Data to use:
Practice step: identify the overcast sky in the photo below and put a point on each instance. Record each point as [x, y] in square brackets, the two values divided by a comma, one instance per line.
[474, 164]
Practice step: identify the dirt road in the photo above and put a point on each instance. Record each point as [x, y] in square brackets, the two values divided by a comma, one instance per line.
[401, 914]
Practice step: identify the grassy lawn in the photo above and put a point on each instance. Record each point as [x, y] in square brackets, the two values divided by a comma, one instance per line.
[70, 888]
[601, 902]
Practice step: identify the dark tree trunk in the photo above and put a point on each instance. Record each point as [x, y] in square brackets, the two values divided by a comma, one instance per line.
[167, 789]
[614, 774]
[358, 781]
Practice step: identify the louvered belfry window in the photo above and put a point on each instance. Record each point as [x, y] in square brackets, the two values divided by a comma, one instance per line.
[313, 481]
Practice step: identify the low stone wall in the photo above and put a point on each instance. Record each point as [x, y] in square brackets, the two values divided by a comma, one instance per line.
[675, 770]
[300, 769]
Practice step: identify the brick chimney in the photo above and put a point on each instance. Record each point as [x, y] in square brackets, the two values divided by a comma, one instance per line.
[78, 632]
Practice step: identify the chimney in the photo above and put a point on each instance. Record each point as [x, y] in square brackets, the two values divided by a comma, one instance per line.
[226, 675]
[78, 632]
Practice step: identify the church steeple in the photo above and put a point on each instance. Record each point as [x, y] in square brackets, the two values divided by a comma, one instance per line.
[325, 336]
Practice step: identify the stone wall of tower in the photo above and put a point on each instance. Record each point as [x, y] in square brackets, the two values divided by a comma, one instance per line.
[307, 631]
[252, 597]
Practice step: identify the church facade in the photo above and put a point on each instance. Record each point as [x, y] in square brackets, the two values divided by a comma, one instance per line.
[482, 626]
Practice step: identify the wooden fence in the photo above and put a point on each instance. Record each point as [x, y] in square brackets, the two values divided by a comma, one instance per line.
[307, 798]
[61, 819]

What you are asked to do:
Express every line of the entries above as a JSON list of strings, one string per line, with blank lines left out.

Result below:
[
  "Practice step: identify the overcast sky in the photo below and put a point on each instance. Record each point as [x, y] in square brackets, the two values divided by a comma, one instance per line.",
  "[474, 164]",
  "Practice step: identify the dirt road in the photo above and put a point on each instance. Record each point as [x, y] in square brackets, the two values divided by a comma, one instance per line.",
  "[401, 914]",
  "Practice step: identify the grassy lawn in the photo above and put a point on each instance. Record each point as [x, y] in square brackets, the two values divided by a comma, one instance per line.",
  "[70, 888]",
  "[601, 902]",
  "Practice step: identify the dark tree trunk in the photo above and put a point on each instance. Record each point as [x, y] in square brackets, the two values divided by a comma, one instance per line.",
  "[167, 789]",
  "[614, 774]",
  "[358, 781]",
  "Practice step: identify the louvered belfry window in the photo above and put a point on each instance. Record each point as [x, y] in square brackets, the two values divided by a comma, one instance per line.",
  "[313, 481]",
  "Practice step: identify the low stone wall in the photo above and put a point on each instance. Record each point as [x, y] in square brackets, the two values divided by a comma, one instance per line.",
  "[675, 770]",
  "[300, 769]",
  "Practice step: identify the brick chimney in the photo above and put a point on each instance. Record each point as [x, y] in square brackets, the two values divided by a comma, one instance per line.",
  "[78, 632]",
  "Practice step: identify the chimney in the photo above and put a point on each instance. Record each point as [x, y] in square brackets, the two values divided by a comma, one instance per line.",
  "[226, 675]",
  "[78, 632]",
  "Practice step: identify the church steeple in the photo above and put a point on each instance. Record each point as [x, y] in square brackets, the two values divided by a comma, one instance per line.",
  "[325, 336]",
  "Practice step: identify the stone wall of tower in the photo above and put a point on each instance. Record each point as [x, y] in square brackets, the two values divided by a comma, one instance per line.",
  "[307, 631]",
  "[252, 597]",
  "Practice step: identify the church facade in the photo above and put a point on each instance. Record each point as [x, y] in square brackets, the two values divided by a comma, one instance per line.",
  "[482, 626]",
  "Practice step: identify the wooden fence in the photo above and put a point on each instance. Record each point as [x, y] in square brackets, the two values divided by a comma, one instance per line.",
  "[307, 798]",
  "[61, 819]"
]